-- start of Extract provided --

6 Exploding/concatenating files using "pdfcat"
6.1 Program behavior and defaults
The "pdfcat" program is a command line tool that allows you to explode or concatenate PDF files on the server. Using "pdfcat" is indispensable if you have a multi-page document that is to be used in an EPSF-only or in an OPI workflow. The OPI Server e.g. will generate a layout file of the first document page only - so if you want to have a layout of document page 2, you have to extract the desired page and create a new single-page PDF file. The illustration below shows the three different program modes that are all independent of one another and do exclude each other: The "concatenate" mode merges the selected PDF files into a new one, the "append" mode appends the selected files to an existing one, and the "extract" mode writes the selected pages of an existing document into new single-page files.
Every PDF file contains a list of file infos such as creator, creation date, modification date, image profiles (optional). Furthermore, a PDF file may contain security settings (optional), a table of contents (TOC) and annotations such as text fields, buttons, etc.
The "pdfcat" program re-arranges PDF files and creates new ones. The file infos, profiles, security settings, TOC, and annotations are handled as follows:
- If "pdfcat" creates a new multi-page document - as shown in the first row in the above illustration - the new file will have its own creator and creation date. It will not have any profiles, even if the input files were tagged, and it will not have any security settings. TOC and annotations - if there were any in one of the input files - will not be copied to the new file.
- If "pdfcat" appends pages and/or documents to an existing PDF file - as shown in the second row in the above illustration - the output file (here: helios.pdf (new)) will contain all the information that were already included in the original file (here: helios.pdf). File infos, profiles, security settings, TOC, and annotations remain unchanged. Information that had been included in the appended files (here: Doc2 and Doc3) will not make it into the output file; they will be ignored.
- If "pdfcat" explodes a document into several new ones - as shown in the last row in the above illustration - the new single-page documents inherit the file infos, profiles, and security settings from the original file. TOC and annotations, however, will not be copied to the output files. Please note that "pdfcat" cannot write comments into the Finder Info. Usually, if a PDF file contains profile information, the profiles are listed in the Comments text field of the Macintosh Finder Info (compare Fig. 11 in chapter 5 "Before getting started"). This Comments text field may be empty for PDF files you have created with "pdfcat explode", even though the new files contain profile information. In that case, you can use our Acrobat print plug-in or the EtherShare OPI "Tagger" application to make the profiles visible.
Automatic layout generation is not available for PDF files that have been created with "pdfcat". You have to use our "touch" application or the command line layout program on the server to generate layouts from the new PDF files.

-- end of Extract provided --

**Required tasks:**
• a. In the pdfcat section, what do the new single-page documents inherit from the original file when a document is exploded?
• b. From the pdfcat section, output the passage from "Automatic layout generation" up to and including "new PDF files.", word for word.

-- start of Record excerpts --

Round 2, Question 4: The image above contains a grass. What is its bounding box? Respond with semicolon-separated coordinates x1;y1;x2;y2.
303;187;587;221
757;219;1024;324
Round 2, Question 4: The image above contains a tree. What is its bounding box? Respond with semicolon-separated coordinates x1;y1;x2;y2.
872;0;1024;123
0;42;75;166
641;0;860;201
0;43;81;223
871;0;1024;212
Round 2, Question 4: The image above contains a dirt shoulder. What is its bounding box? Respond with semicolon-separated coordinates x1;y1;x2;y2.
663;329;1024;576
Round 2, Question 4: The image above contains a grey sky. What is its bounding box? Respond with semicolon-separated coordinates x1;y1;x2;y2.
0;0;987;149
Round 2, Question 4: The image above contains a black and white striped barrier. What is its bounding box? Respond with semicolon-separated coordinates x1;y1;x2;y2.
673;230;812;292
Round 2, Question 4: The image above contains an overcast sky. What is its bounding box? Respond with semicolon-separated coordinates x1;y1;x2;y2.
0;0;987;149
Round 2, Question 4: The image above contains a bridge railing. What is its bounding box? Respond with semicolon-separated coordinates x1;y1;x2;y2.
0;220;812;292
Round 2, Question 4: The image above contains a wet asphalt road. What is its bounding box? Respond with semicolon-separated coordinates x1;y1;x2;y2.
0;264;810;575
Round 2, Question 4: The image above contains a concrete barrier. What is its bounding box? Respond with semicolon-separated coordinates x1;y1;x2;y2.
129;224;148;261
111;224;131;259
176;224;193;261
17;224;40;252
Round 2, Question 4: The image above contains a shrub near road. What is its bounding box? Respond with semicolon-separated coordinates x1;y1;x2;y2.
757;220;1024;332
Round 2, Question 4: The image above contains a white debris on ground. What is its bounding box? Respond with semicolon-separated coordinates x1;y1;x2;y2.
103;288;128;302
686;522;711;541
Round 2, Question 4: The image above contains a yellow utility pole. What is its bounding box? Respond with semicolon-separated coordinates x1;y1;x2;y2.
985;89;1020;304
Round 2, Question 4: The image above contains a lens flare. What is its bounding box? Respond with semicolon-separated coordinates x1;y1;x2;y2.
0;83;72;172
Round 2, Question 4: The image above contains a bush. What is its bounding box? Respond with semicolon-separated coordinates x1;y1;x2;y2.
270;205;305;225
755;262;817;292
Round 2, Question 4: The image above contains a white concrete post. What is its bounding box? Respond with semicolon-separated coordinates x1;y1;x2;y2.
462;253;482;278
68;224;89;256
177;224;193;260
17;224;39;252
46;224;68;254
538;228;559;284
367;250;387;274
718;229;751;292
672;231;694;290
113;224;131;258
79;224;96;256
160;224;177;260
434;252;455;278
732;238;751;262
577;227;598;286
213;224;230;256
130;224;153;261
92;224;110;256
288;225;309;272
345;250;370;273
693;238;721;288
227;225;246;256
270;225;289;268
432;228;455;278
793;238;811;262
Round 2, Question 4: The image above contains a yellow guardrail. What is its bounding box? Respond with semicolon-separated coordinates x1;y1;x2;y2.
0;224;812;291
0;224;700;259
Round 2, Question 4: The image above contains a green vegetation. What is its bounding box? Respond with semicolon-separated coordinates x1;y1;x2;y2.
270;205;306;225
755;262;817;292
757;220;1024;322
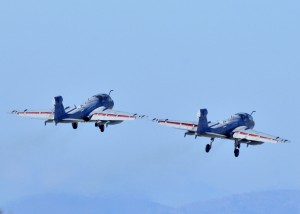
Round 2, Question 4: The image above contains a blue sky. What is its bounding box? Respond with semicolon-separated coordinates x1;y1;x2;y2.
0;0;300;206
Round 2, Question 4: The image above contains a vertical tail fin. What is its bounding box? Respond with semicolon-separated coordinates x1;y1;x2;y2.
53;96;66;124
197;109;208;134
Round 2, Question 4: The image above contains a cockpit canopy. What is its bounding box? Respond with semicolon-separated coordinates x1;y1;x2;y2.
231;113;253;121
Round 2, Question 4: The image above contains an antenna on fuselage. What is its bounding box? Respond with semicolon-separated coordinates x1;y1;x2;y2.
108;90;114;95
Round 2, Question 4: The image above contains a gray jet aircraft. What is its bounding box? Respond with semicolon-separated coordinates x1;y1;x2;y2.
11;90;144;132
153;109;289;157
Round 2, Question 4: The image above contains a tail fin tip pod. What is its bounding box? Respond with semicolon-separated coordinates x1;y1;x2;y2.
53;96;66;124
197;109;208;134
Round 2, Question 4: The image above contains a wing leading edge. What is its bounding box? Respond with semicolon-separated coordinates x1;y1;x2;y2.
233;129;290;143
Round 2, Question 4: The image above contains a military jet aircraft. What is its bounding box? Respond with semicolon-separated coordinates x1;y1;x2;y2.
11;90;144;132
153;109;289;157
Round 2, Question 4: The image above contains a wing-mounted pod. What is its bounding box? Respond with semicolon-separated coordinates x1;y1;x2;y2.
197;109;208;134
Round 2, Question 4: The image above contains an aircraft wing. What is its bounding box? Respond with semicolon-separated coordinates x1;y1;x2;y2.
233;129;289;143
90;109;144;122
153;119;198;132
11;109;54;120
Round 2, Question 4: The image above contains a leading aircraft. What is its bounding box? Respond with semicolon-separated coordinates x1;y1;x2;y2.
153;109;289;157
11;90;145;132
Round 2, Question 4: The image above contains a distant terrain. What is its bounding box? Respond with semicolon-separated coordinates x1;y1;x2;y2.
0;190;300;214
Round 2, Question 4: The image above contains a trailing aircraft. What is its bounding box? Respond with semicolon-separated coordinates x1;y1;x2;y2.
153;109;289;157
11;90;145;132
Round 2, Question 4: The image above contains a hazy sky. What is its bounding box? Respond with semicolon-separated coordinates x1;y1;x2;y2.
0;0;300;206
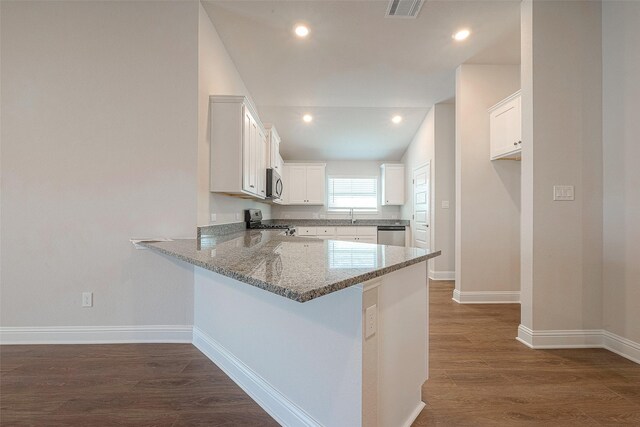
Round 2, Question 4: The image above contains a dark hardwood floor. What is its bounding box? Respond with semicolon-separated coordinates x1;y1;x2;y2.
0;282;640;427
414;282;640;426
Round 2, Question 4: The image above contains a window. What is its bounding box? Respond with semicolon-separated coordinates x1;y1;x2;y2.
327;176;378;211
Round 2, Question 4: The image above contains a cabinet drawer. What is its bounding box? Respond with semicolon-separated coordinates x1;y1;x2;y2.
336;227;358;236
316;227;336;237
296;227;318;236
355;227;378;237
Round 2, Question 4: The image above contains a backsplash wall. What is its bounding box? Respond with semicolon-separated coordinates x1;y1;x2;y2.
271;160;407;219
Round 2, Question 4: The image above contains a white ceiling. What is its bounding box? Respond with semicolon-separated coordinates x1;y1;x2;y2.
204;0;520;160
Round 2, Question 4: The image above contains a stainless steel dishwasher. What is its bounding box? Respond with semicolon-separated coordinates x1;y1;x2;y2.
378;225;406;246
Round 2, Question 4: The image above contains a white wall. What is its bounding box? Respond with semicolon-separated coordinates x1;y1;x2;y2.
198;2;271;225
521;1;604;331
402;104;455;279
455;65;520;296
273;160;406;219
602;2;640;343
0;2;198;327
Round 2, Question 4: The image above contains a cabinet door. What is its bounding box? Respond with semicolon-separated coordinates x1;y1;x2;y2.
489;96;522;159
356;236;378;243
381;165;404;205
242;108;253;193
286;166;307;205
306;166;325;205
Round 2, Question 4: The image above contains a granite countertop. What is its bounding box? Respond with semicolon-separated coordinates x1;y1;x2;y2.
141;230;440;302
263;218;409;227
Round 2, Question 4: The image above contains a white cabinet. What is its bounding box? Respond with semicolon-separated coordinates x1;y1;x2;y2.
265;124;282;176
380;164;405;206
209;96;267;199
283;163;325;205
489;91;522;160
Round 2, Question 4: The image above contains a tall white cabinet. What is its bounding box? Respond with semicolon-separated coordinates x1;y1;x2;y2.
380;163;405;206
209;95;269;199
489;91;522;160
284;163;326;205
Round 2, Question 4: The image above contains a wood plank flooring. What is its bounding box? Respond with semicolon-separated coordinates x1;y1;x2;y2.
0;282;640;427
414;282;640;426
0;344;278;427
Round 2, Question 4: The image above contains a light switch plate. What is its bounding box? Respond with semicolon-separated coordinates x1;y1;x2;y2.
364;304;378;338
553;185;575;201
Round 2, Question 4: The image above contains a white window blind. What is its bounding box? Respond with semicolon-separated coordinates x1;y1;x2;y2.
327;176;378;210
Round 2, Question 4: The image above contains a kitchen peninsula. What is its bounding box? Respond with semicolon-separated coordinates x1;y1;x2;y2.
145;230;440;427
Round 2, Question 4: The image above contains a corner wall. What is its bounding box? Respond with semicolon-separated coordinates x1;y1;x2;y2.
602;1;640;344
519;1;604;346
197;2;271;226
401;103;455;280
0;1;198;334
454;65;520;303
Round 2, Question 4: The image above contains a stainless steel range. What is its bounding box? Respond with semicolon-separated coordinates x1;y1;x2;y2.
244;209;296;236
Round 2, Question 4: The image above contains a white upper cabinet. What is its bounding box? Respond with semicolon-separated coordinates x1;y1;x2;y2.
380;164;405;206
265;124;282;176
284;163;325;205
489;91;522;160
209;96;268;199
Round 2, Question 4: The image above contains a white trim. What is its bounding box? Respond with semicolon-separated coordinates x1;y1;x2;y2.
516;325;640;363
0;325;193;345
602;331;640;364
429;270;456;280
402;401;427;427
193;326;322;427
516;325;602;349
452;289;520;304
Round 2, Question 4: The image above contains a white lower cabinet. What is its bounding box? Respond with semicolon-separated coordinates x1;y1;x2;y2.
297;226;378;243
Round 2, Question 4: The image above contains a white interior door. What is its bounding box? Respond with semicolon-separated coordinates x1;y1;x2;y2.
411;163;431;249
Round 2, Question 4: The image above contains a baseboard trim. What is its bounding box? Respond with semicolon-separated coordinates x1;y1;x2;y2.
429;270;456;280
602;331;640;364
402;401;427;427
452;289;520;304
516;325;640;364
0;325;193;345
193;326;322;427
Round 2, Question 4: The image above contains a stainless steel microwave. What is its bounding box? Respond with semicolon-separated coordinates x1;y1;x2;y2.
267;168;283;200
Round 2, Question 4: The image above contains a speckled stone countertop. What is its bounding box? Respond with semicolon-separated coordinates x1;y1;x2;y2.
263;218;409;227
141;230;440;302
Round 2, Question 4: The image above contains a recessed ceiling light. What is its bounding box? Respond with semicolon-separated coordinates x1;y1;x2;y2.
453;28;471;42
294;24;309;37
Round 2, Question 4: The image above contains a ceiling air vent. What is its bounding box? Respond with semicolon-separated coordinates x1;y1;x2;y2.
386;0;424;18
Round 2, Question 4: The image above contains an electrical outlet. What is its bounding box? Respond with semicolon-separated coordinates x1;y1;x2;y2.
364;304;378;338
553;185;575;201
82;292;93;307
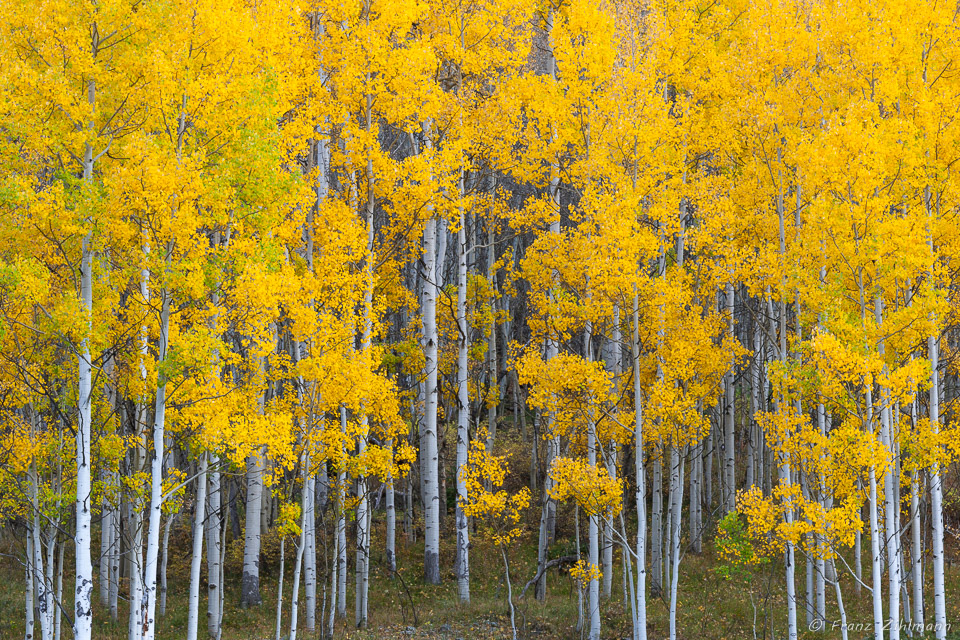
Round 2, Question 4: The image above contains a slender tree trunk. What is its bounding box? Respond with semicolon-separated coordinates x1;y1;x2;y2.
288;453;314;640
723;283;737;513
875;296;900;640
630;290;647;640
273;536;287;640
420;215;440;584
73;79;96;640
456;199;470;603
584;321;600;640
143;291;170;640
650;447;663;598
23;520;37;640
927;324;947;640
187;453;213;640
204;456;223;639
240;450;263;609
670;445;685;640
158;515;176;617
53;541;64;640
910;468;924;629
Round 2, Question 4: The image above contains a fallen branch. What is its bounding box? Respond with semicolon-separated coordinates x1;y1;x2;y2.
517;556;577;600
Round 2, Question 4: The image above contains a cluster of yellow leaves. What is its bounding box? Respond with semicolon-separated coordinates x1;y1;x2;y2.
549;456;623;518
570;558;603;589
460;438;530;546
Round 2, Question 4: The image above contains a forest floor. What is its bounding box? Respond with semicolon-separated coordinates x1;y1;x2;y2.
0;512;960;640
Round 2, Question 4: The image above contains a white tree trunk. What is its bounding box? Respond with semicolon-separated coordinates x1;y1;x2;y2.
288;454;313;640
927;336;947;640
187;453;212;640
27;463;53;640
205;456;223;639
587;384;600;640
240;451;263;608
158;515;176;617
420;215;440;584
303;471;317;633
723;283;737;513
910;468;924;629
354;437;370;629
53;542;65;640
73;79;96;640
650;447;663;597
273;536;287;640
455;202;470;603
142;291;170;640
630;294;647;640
669;445;685;640
23;524;37;640
870;468;883;640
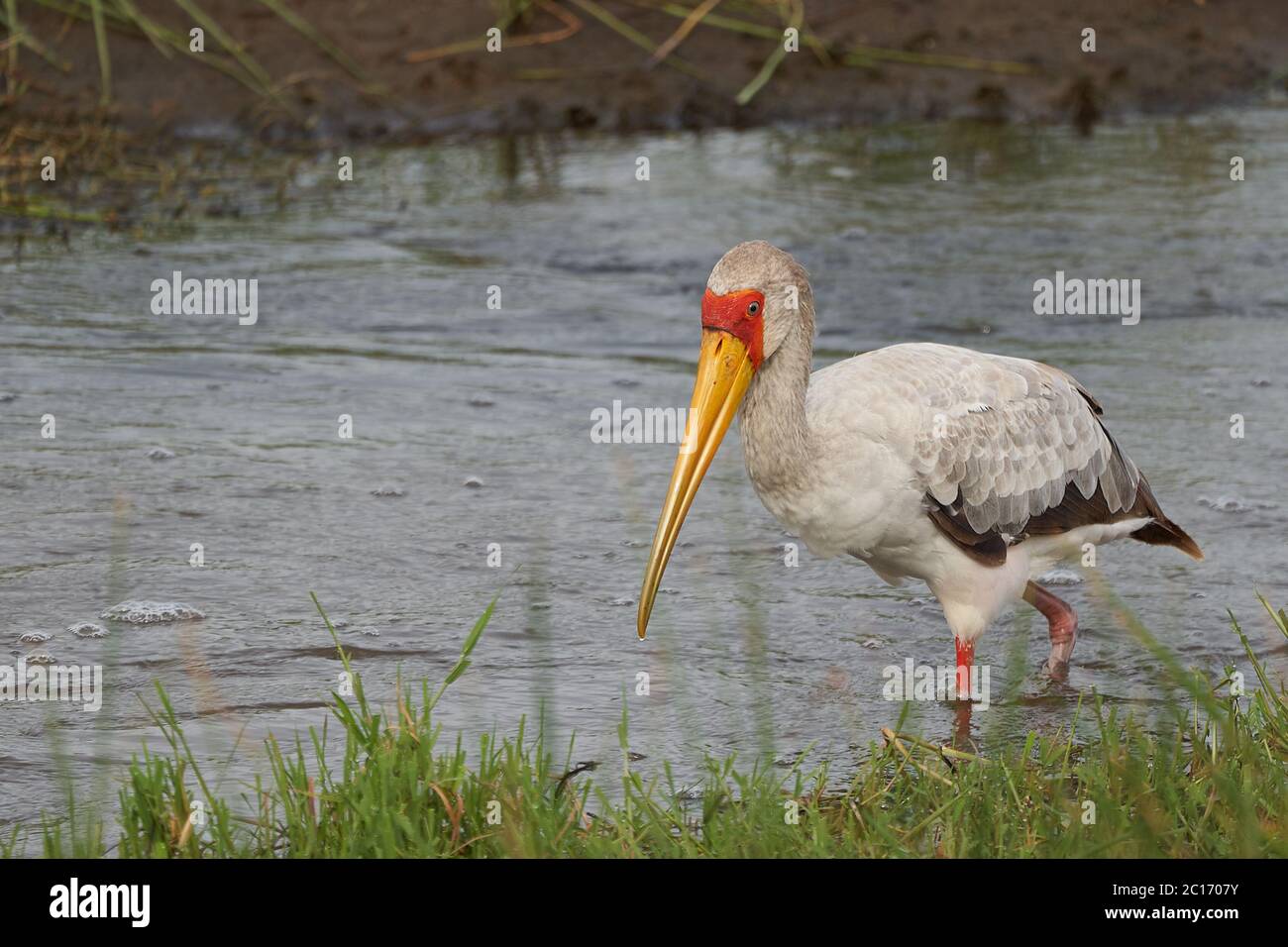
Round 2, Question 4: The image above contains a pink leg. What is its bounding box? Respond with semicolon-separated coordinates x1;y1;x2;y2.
953;638;975;747
1024;582;1078;681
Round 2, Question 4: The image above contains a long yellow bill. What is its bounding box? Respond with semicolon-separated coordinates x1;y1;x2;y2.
639;329;754;638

-- end of Record excerpts --

**Answers for the exercise:**
• a. They inherit the file infos, profiles, and security settings.

• b.
Automatic layout generation is not available for PDF files that have been created with "pdfcat". You have to use our "touch" application or the command line layout program on the server to generate layouts from the new PDF files.